In the records below, locate the line containing "of the carved"; output that line and every following line through the last, exactly.
____ Task inputs
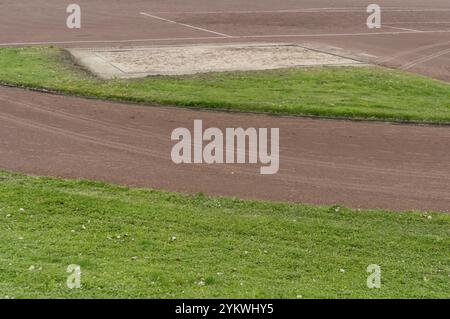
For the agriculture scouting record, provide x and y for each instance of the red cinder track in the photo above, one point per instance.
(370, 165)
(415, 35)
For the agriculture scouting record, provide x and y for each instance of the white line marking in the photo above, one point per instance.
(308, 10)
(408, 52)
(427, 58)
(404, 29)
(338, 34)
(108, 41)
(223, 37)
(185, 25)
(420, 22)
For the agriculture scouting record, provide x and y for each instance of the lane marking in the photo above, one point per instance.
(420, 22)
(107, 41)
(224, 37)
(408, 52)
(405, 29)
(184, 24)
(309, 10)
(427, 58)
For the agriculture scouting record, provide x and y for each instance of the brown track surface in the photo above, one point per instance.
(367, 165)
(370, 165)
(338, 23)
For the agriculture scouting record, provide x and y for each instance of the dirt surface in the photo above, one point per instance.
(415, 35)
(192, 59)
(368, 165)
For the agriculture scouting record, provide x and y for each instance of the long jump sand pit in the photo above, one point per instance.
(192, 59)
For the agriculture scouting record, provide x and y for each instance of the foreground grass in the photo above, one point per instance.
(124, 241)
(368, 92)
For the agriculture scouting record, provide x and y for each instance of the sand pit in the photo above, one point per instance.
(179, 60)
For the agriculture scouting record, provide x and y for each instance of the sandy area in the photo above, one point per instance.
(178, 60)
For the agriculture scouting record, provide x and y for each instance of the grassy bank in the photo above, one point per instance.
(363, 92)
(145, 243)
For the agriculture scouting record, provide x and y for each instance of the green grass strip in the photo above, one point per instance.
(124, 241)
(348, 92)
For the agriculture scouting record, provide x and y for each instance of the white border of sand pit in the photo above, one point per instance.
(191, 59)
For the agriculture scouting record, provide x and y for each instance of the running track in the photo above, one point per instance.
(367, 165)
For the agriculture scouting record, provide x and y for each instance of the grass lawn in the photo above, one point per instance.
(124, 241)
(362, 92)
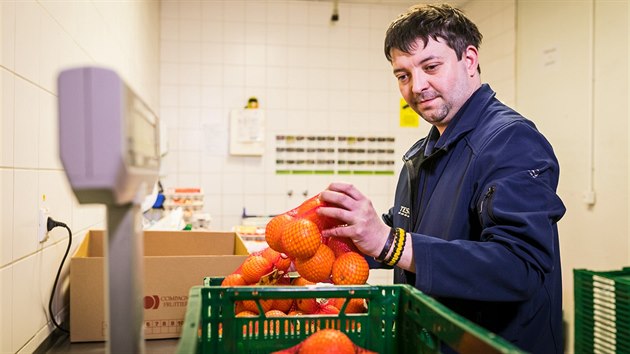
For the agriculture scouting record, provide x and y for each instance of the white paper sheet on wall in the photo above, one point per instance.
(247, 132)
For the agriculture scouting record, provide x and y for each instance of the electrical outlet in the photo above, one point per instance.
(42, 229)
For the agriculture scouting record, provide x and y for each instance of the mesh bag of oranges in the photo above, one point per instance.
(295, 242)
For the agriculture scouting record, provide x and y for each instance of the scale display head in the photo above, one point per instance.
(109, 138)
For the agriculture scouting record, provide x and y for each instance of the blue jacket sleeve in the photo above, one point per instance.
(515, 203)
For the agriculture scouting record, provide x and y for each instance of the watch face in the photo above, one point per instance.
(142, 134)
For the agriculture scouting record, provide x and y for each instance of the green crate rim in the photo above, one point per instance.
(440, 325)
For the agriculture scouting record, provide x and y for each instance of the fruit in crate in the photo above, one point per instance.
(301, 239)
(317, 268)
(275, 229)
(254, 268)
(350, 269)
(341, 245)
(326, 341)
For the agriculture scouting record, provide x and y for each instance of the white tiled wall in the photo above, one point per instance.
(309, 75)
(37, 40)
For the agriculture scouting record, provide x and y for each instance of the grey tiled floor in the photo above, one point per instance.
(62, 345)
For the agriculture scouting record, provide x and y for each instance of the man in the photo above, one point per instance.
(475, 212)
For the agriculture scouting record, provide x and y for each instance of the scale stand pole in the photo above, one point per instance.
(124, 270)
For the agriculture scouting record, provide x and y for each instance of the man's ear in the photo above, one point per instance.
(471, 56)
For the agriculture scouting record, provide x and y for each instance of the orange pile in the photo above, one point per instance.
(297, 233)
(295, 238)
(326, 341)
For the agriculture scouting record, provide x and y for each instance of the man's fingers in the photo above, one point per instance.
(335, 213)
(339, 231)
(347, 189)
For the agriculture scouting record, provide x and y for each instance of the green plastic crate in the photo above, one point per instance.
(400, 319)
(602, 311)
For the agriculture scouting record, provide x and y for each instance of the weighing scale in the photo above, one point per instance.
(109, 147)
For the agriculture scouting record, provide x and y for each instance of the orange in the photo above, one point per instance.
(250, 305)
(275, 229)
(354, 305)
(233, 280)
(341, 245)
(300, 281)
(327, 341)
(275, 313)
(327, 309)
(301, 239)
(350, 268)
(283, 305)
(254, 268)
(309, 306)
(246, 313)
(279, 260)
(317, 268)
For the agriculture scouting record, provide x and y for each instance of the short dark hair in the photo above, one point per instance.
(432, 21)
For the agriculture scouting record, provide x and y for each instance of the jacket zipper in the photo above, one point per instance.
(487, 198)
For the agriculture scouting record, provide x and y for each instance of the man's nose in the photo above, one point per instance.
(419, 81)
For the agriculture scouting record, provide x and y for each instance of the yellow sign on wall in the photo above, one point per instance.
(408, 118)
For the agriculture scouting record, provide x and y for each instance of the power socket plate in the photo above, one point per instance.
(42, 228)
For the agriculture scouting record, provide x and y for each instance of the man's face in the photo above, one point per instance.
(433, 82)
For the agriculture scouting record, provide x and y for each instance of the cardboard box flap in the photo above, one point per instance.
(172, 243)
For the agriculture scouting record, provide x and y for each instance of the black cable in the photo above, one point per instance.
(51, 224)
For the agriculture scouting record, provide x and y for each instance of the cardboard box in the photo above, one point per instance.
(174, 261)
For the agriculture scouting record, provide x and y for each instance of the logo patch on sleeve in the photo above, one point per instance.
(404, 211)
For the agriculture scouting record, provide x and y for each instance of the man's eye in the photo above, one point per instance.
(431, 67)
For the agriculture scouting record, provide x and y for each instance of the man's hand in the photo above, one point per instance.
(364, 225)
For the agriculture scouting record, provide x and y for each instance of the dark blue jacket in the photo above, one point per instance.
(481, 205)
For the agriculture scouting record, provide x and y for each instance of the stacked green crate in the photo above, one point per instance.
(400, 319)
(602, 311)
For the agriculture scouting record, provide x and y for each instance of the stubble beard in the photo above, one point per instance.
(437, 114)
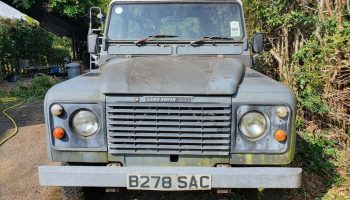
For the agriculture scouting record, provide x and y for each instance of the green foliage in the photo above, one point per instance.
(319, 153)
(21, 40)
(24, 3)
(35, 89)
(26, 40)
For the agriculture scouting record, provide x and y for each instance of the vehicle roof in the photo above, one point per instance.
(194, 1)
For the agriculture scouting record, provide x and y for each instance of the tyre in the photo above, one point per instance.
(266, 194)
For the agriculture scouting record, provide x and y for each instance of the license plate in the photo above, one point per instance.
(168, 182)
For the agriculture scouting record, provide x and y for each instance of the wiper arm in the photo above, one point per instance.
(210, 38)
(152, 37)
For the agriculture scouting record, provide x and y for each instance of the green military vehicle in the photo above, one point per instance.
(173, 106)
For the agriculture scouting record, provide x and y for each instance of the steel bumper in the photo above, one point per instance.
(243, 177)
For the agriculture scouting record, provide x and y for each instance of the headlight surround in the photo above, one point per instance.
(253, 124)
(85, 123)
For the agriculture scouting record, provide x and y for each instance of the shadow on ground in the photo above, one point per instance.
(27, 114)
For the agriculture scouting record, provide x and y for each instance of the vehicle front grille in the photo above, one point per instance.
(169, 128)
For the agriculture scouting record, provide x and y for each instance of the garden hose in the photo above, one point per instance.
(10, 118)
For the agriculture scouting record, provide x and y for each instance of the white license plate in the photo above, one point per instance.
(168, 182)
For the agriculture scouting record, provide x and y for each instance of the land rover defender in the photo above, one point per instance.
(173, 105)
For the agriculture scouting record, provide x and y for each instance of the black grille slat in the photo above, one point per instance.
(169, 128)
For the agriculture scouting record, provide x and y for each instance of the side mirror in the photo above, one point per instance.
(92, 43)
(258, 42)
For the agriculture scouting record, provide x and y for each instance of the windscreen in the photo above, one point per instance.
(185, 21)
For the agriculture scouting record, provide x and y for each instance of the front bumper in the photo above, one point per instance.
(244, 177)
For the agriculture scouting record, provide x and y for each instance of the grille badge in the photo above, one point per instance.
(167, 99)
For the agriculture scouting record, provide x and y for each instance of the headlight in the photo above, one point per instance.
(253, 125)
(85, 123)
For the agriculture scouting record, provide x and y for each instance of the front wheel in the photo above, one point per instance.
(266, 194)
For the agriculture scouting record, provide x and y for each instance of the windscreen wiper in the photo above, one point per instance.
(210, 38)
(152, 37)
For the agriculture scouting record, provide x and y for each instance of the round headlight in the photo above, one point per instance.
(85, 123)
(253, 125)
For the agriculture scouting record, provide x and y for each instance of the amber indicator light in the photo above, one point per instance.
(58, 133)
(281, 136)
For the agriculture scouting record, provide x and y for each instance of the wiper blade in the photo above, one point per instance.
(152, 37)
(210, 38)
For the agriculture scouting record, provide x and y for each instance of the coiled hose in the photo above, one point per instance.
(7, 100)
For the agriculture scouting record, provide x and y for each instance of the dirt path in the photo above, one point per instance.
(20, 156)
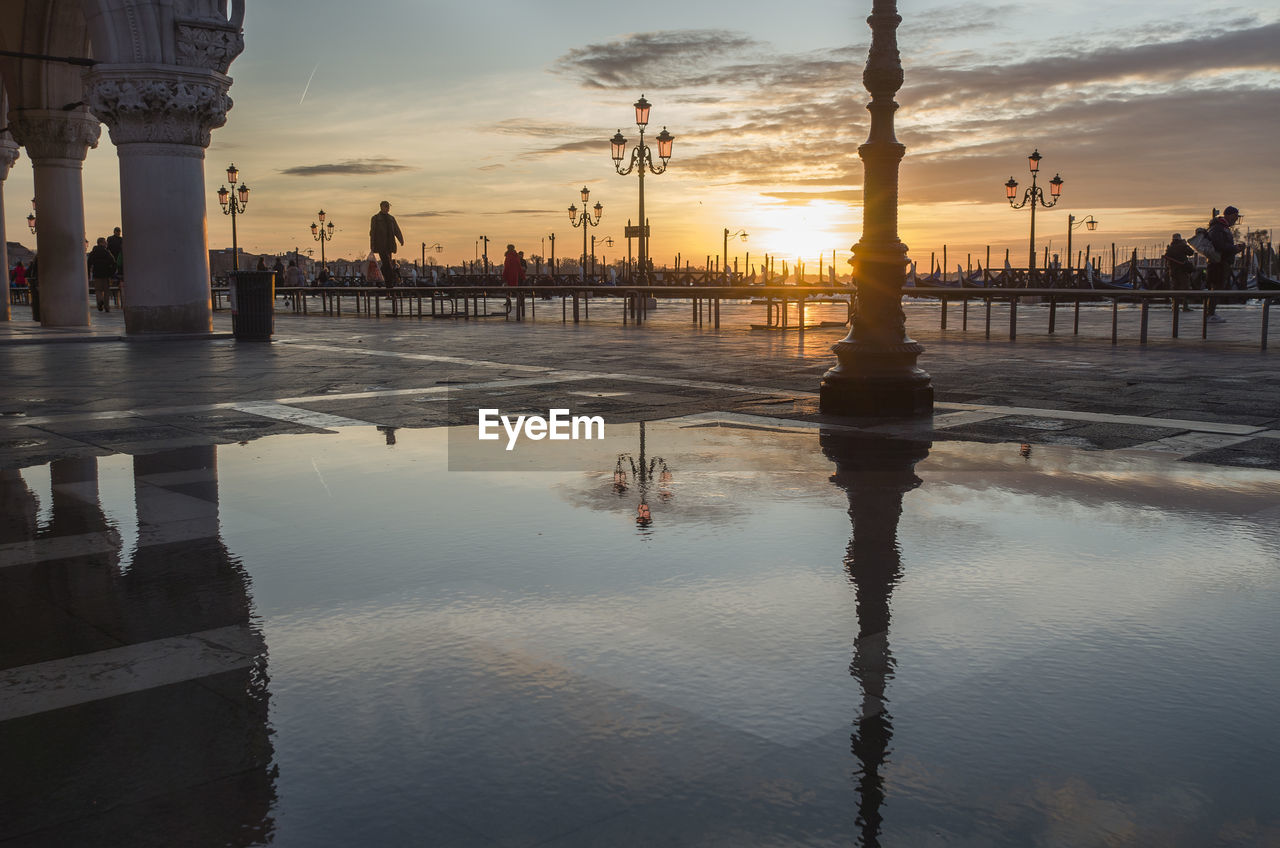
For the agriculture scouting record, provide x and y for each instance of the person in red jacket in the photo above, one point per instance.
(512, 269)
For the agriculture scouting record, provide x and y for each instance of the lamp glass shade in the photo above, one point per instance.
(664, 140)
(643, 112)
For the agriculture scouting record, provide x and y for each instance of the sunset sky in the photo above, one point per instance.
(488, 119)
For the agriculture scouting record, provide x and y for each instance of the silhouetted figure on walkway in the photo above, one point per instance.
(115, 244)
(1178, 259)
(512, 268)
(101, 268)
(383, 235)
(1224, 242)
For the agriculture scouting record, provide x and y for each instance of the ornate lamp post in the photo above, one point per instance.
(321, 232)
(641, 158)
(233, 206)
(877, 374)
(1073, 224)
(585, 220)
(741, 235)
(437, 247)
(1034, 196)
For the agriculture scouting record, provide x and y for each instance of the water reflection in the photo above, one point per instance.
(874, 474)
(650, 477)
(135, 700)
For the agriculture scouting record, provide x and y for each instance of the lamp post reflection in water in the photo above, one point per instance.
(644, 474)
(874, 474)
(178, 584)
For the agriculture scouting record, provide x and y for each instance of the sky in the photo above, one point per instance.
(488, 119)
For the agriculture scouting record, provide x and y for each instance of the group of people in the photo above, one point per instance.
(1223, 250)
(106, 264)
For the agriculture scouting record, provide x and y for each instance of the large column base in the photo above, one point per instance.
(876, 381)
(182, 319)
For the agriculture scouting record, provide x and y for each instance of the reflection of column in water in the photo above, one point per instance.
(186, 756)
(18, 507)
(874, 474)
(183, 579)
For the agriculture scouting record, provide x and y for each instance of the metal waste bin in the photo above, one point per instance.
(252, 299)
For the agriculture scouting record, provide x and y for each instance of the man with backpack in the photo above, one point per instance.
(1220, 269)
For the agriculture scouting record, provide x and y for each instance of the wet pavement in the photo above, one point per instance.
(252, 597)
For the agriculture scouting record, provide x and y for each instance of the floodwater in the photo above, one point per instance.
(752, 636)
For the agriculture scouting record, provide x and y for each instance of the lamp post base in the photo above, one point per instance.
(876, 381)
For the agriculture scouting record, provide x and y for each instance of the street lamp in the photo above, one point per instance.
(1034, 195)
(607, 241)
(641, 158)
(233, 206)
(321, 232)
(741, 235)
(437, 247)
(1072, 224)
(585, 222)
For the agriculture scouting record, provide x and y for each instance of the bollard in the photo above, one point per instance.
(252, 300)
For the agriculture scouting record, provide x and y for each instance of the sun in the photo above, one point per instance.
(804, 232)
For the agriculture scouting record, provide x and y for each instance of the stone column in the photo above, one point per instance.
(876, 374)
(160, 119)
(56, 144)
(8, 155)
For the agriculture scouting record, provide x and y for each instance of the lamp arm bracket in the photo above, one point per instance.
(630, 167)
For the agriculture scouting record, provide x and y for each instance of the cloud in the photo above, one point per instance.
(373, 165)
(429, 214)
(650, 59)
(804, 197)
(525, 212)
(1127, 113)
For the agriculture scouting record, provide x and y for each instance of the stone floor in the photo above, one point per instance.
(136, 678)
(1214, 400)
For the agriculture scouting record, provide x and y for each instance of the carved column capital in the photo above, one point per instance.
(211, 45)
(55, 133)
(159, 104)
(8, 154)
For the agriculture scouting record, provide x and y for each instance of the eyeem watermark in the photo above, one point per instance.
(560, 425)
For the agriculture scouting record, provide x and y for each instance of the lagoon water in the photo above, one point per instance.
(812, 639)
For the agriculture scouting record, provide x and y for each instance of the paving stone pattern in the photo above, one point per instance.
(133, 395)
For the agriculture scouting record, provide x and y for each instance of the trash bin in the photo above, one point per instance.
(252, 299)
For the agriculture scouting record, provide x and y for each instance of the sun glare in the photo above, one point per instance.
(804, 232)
________
● **Response to this exercise**:
For the agriculture scouting record, provide x and y for each instance of the carved column capital in the photo above, one point per instance.
(211, 45)
(55, 133)
(159, 104)
(8, 154)
For the agriculture scouting record, provide x and y for each instance of the eyeem watermark in the photo above, one point per instance.
(560, 425)
For the agriculture scouting record, provide x and y for each instance of the lagoon water in the photo above, one point per instance.
(812, 639)
For the agriculture scouting record, provide x and y for each instance of the paving stone pattern in the photo above, one point per instance.
(133, 395)
For the agriculture scouting record, provide x and y for each instance of the trash bin in the photo above, one point per instance.
(252, 299)
For the agriculture scouting record, provide x and y for each instance of the sun glare in the photo above, one point per instance.
(804, 232)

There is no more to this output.